- [DOCUMENT SECTION]:
= Beginning of Section =

Exhibit 10(c)

 

CANCELLATION AGREEMENT

 

THIS AGREEMENT is made and entered into as of December 29, 2003 by and among Parker-Hannifin Corporation (the “Company”), Duane E. Collins (the “Executive”) and The Duane E. Collins Irrevocable Trust dated 5/10/99 (the “Trust”).

 

RECITALS

 

A. The Company and the Executive are parties to an Exchange Agreement dated as of May 11, 1999 (the “Exchange Agreement”) whereby the Executive agreed to the surrender of 38,633 shares of Company common stock issued to the Executive under the Company’s 1991-92-93 Long Term Incentive Plan (the “Shares”) in exchange for the Company’s agreement to be bound by the terms of an Executive Estate Protection Plan Document (as defined in the Exchange Agreement).

 

B. The Company, the Executive and the Trust are parties to an Executive Estate Protection Agreement dated as of May 11, 1999 (the “EEP Agreement”) whereby the Company has agreed to provide life insurance for the benefit of the Executive and his wife by funding the premiums on a Policy (as defined in the EEP Agreement) to be owned by the Trust.

 

C. In September 2003, the Internal Revenue Service issued final regulations (the “Tax Regulations”) which have a significant negative affect on the Executive from a financial standpoint relative to the tax treatment of the Executive’s benefits under the EEP Agreement; and

 

D. As a result of the Tax Regulations, the Executive has requested that the Company and the Trust agree to the cancellation of their respective obligations under the Exchange Agreement and EEP Agreement.

= End of Section =

- [RECORDS SUPPLIED]:
= Beginning of Section =

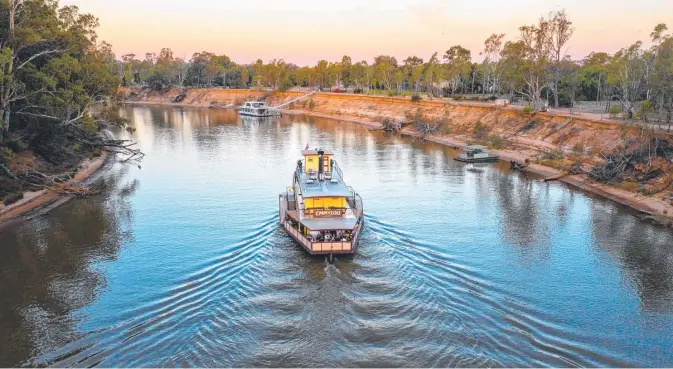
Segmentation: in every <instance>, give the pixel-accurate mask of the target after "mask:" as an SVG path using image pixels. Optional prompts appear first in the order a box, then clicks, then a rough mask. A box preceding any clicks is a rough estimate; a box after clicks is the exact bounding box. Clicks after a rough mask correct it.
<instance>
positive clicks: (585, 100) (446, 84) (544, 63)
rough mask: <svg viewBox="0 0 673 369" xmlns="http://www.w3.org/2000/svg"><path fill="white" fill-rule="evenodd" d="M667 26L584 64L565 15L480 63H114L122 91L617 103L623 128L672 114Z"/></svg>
mask: <svg viewBox="0 0 673 369" xmlns="http://www.w3.org/2000/svg"><path fill="white" fill-rule="evenodd" d="M667 30H668V29H667V26H666V25H665V24H659V25H656V27H655V28H654V30H653V31H652V33H651V41H652V46H651V47H649V48H646V47H644V45H643V43H642V42H636V43H634V44H632V45H630V46H626V47H624V48H622V49H621V50H619V51H618V52H616V53H614V54H610V53H606V52H592V53H590V54H589V55H588V56H586V57H585V58H583V59H580V60H576V59H573V58H572V56H571V55H568V54H567V45H568V42H569V41H570V40H571V38H572V36H573V34H574V31H575V28H574V26H573V23H572V21H571V20H570V19H569V17H568V15H567V14H566V12H565V11H564V10H561V11H558V12H553V13H550V14H549V15H548V16H546V17H542V18H540V19H539V20H538V21H537V22H536V23H535V24H532V25H525V26H521V27H520V28H519V33H518V34H517V35H515V37H513V39H511V40H508V39H506V36H505V34H493V35H491V36H489V37H488V38H487V39H486V40H485V42H484V47H483V49H482V50H478V54H479V56H480V58H482V61H481V62H476V61H474V60H473V59H472V52H471V50H468V49H467V48H465V47H463V46H461V45H454V46H451V47H449V48H448V49H447V50H446V51H445V52H443V53H434V54H432V55H431V56H430V58H428V59H423V58H421V57H419V56H409V57H407V58H405V59H403V60H397V59H396V58H395V57H393V56H390V55H379V56H377V57H375V58H374V60H373V61H371V62H368V61H367V60H362V61H356V62H353V60H352V59H351V58H350V57H349V56H344V57H343V58H341V60H338V61H332V62H330V61H327V60H320V61H318V62H317V63H316V65H314V66H304V67H300V66H297V65H295V64H292V63H288V62H286V61H284V60H282V59H281V60H277V59H274V60H271V61H269V62H268V63H264V62H263V61H262V60H257V61H256V62H255V63H252V64H237V63H235V62H233V61H232V60H231V59H230V58H229V57H227V56H226V55H215V54H213V53H209V52H200V53H196V54H194V55H193V57H192V58H191V60H183V59H180V58H176V57H174V55H173V52H172V51H171V50H170V49H167V48H165V49H162V50H161V52H160V53H159V55H156V54H154V53H148V54H146V55H145V58H144V59H142V60H139V59H138V58H137V57H136V55H133V54H128V55H124V56H123V57H122V60H121V62H120V67H119V71H120V75H121V77H122V79H123V83H124V85H125V86H131V85H147V86H149V87H151V88H153V89H166V88H168V87H171V86H190V87H213V86H224V87H229V88H248V87H260V88H271V89H278V90H285V89H290V88H293V87H310V88H320V89H325V88H333V87H339V88H343V89H352V90H353V91H354V92H367V91H370V90H387V91H388V92H389V94H391V95H394V94H399V93H402V91H412V92H416V93H425V94H428V95H429V96H431V97H434V96H441V95H452V94H489V95H495V96H502V95H506V96H514V95H516V96H522V97H524V98H525V99H526V100H528V101H529V103H530V105H531V106H532V107H533V108H534V109H540V108H541V107H542V106H543V105H545V104H549V105H550V106H554V107H559V106H572V105H573V104H575V103H576V102H578V101H601V100H616V101H619V102H620V104H619V106H621V107H623V108H624V114H625V115H626V116H627V117H628V118H632V117H634V116H638V115H640V116H647V113H650V112H654V111H656V112H658V113H660V114H662V116H663V117H664V119H665V120H666V121H669V122H670V120H671V118H672V117H671V115H672V113H673V91H672V90H671V89H672V88H673V77H672V75H673V38H672V37H671V35H670V34H668V33H666V32H667Z"/></svg>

= End of Section =

- [WORK TO COMPLETE]:
Write out everything in the cancellation agreement from "B. The Company, the" down to "and EEP Agreement.", word for word.

- [EXERCISE SOLUTION]:
B. The Company, the Executive and the Trust are parties to an Executive Estate Protection Agreement dated as of May 11, 1999 (the “EEP Agreement”) whereby the Company has agreed to provide life insurance for the benefit of the Executive and his wife by funding the premiums on a Policy (as defined in the EEP Agreement) to be owned by the Trust.

 

C. In September 2003, the Internal Revenue Service issued final regulations (the “Tax Regulations”) which have a significant negative affect on the Executive from a financial standpoint relative to the tax treatment of the Executive’s benefits under the EEP Agreement; and

 

D. As a result of the Tax Regulations, the Executive has requested that the Company and the Trust agree to the cancellation of their respective obligations under the Exchange Agreement and EEP Agreement.